● Exercise instructions:
Please transcribe every entry below exactly, without including the pictures.
★ ★ ★ ★ ★
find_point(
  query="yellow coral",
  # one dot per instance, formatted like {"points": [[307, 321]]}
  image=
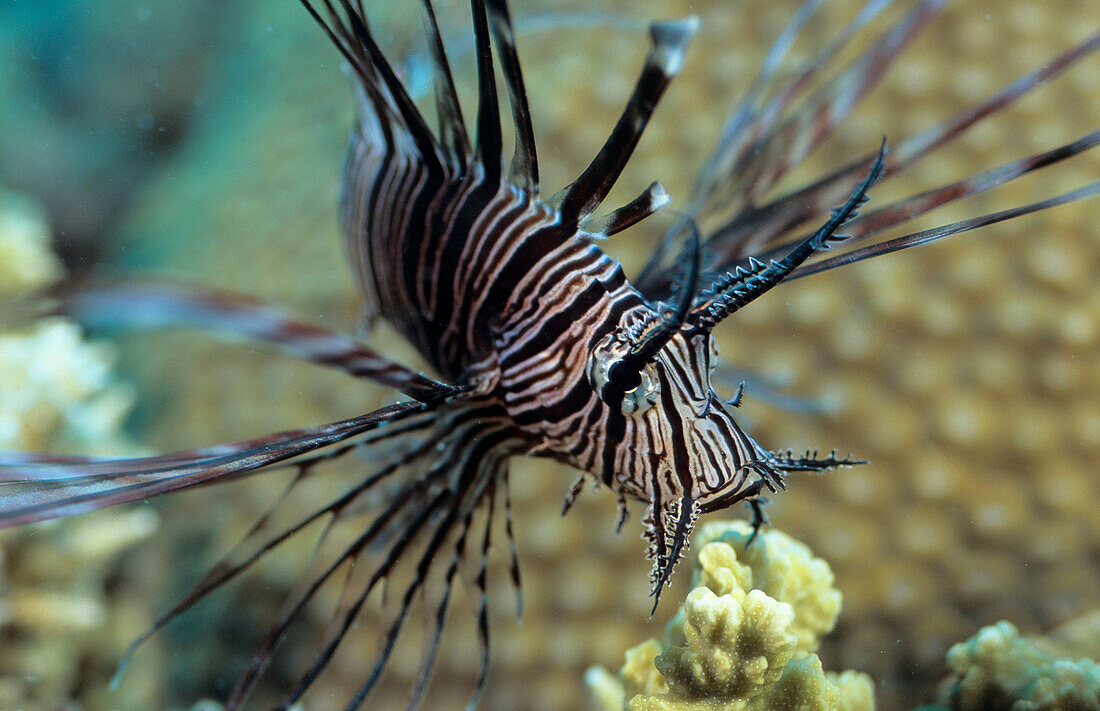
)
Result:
{"points": [[745, 637], [997, 666], [25, 260]]}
★ ★ ★ ★ ★
● Solution for this exercise:
find_point(
  query="yellow coral",
  # one dot per instance, formatted like {"points": [[307, 321]]}
  image=
)
Result:
{"points": [[745, 637], [997, 666], [25, 260]]}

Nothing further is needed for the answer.